*** Begin section ***
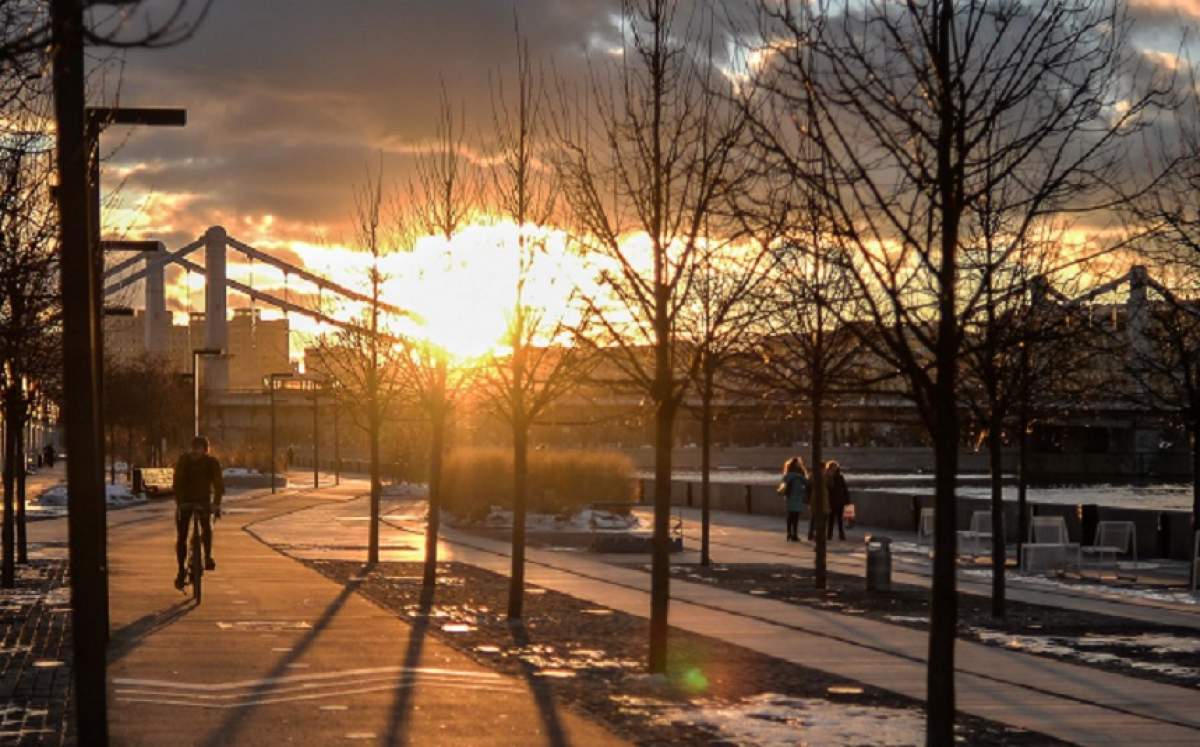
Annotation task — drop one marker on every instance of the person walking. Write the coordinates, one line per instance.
(793, 486)
(813, 500)
(198, 488)
(839, 497)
*** End section ***
▶ Exercise details
The entries above should be retyped word for word, with all pictures omitted.

▶ Task response
Annotation task — drop one marker on every instance of the person walking. Write the coordinates, one line per instance.
(793, 486)
(813, 500)
(198, 488)
(839, 497)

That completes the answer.